- [Short task]
Repeat the whole listing below, word for word.

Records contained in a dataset
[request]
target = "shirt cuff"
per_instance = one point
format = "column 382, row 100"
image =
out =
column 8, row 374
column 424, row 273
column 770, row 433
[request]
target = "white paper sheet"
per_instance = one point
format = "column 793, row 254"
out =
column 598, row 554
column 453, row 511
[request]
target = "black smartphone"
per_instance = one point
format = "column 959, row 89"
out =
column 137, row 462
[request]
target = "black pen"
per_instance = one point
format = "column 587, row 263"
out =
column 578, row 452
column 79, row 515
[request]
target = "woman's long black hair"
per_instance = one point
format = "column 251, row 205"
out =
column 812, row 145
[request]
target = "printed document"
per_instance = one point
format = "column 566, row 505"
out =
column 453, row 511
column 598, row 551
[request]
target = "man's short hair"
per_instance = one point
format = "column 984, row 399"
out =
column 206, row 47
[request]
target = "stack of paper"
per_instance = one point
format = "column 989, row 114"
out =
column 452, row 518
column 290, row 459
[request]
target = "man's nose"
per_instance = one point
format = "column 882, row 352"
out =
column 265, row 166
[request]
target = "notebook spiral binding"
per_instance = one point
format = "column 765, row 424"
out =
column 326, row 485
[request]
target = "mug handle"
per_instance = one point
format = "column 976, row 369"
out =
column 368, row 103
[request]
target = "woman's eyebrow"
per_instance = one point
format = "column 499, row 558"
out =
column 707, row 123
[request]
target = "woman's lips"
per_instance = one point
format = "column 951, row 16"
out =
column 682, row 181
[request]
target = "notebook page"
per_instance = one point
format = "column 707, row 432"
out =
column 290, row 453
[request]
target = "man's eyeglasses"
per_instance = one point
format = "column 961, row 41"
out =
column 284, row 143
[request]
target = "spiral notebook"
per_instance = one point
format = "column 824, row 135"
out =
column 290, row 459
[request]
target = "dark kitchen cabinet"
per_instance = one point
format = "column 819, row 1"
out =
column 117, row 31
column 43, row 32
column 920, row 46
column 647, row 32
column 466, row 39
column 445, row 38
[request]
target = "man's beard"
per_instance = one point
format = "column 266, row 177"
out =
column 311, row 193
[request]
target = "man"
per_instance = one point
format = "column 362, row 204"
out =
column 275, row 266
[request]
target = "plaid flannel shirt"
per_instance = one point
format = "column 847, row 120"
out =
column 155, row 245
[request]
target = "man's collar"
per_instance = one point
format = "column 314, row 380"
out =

- [Exercise output]
[request]
target = "shirt cuff"
per_instance = one point
format = "column 382, row 100"
image =
out =
column 8, row 374
column 424, row 273
column 770, row 433
[request]
target = "white paper sheet"
per_instance = one point
format = "column 793, row 254"
out =
column 598, row 554
column 453, row 511
[request]
target = "black smartphone"
per_instance = one point
format = "column 959, row 89"
out =
column 137, row 462
[request]
target = "black pen"
per_instance = one point
format = "column 587, row 263"
out =
column 578, row 452
column 79, row 515
[request]
target = "woman's long black hair"
per_instance = one point
format = "column 251, row 205"
out =
column 812, row 145
[request]
target = "printed document"
per_instance = one point
format = "column 566, row 505"
out =
column 453, row 511
column 598, row 551
[request]
target = "man's short hair"
per_instance = one point
format = "column 984, row 399"
out =
column 206, row 47
[request]
target = "stack of paper"
per_instance = one point
format = "column 989, row 114"
out =
column 452, row 518
column 290, row 459
[request]
target = "man's nose"
per_instance = one point
format = "column 882, row 352"
out =
column 265, row 166
[request]
target = "notebook spiral binding"
per_instance = one point
format = "column 765, row 424"
out =
column 326, row 485
[request]
target = "mug handle"
per_instance = one point
format = "column 976, row 369"
out =
column 368, row 103
[request]
target = "woman's eyebrow"
per_instance = one point
format = "column 499, row 558"
out =
column 707, row 123
[request]
target = "woman's lips"
per_instance = one point
format = "column 951, row 16"
out =
column 682, row 181
[request]
target = "notebook page"
per_instance = one point
format = "column 707, row 432"
out =
column 290, row 453
[request]
target = "man's eyeglasses"
per_instance = one point
format = "column 961, row 41"
out =
column 284, row 143
[request]
target = "spiral notebook"
per_instance = one point
format = "column 824, row 135"
out =
column 290, row 459
[request]
target = "dark kitchen cabinet"
per_instance = one point
format = "column 819, row 1"
out =
column 117, row 31
column 43, row 32
column 920, row 46
column 647, row 32
column 466, row 39
column 445, row 38
[request]
target = "man's beard"
per_instance = one point
format = "column 266, row 177"
out =
column 311, row 193
[request]
target = "man"
per_instance = one point
format = "column 362, row 204"
out =
column 275, row 266
[request]
target = "plaid flannel shirt"
per_instance = one point
format = "column 847, row 120"
out =
column 155, row 245
[request]
target = "man's collar"
per_instance = one point
format = "column 314, row 380"
out =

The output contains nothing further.